**Directions**
Please output the entries below exactly as they stand, starting from the line that contains "[mark] curb (a" and continuing through the end of the entries, with both ends included.

**The data**
-=-=-

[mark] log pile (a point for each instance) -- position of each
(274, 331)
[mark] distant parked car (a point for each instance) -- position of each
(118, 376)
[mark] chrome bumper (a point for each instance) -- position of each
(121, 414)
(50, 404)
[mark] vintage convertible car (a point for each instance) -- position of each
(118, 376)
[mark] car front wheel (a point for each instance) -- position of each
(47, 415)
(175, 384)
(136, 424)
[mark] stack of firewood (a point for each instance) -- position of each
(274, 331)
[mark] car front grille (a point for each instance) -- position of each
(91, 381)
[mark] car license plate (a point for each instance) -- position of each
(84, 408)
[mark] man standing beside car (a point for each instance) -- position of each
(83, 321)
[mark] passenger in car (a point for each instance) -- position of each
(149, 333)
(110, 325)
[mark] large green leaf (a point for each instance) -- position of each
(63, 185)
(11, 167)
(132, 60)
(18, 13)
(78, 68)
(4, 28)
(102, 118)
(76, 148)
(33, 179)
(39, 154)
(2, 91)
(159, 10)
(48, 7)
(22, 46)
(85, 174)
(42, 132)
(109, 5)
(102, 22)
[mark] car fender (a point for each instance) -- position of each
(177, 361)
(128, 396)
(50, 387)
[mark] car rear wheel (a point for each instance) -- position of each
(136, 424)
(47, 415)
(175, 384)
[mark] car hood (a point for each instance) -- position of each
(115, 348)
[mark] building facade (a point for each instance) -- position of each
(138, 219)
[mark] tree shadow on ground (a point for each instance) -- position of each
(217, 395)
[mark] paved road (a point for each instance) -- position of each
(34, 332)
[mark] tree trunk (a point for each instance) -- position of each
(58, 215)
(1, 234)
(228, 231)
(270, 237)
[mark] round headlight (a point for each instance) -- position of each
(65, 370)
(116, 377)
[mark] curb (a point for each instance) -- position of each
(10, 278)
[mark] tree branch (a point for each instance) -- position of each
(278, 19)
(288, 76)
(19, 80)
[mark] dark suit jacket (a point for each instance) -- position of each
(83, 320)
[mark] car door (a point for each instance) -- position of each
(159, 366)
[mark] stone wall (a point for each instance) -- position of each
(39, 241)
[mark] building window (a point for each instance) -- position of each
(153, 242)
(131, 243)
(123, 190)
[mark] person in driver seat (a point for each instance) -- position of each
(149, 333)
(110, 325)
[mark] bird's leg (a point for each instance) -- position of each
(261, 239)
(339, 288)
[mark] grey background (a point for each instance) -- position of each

-=-=-

**The reply**
[mark] curb (a point for each instance) -- position of each
(10, 278)
[mark] tree branch (a point for each instance) -- position of each
(278, 19)
(288, 76)
(19, 80)
[mark] dark suit jacket (a point for each instance) -- position of each
(83, 320)
[mark] car door (a point for each instance) -- position of each
(159, 366)
[mark] stone wall (a point for each instance) -- position of each
(39, 241)
[mark] building window (a point for each instance) -- position of each
(153, 242)
(131, 243)
(123, 190)
[mark] person in driver seat (a point for each instance) -- position of each
(149, 333)
(110, 325)
[mark] bird's leg (a point for each instance) -- position of each
(261, 239)
(339, 288)
[mark] grey background (a point for each instance) -- position of each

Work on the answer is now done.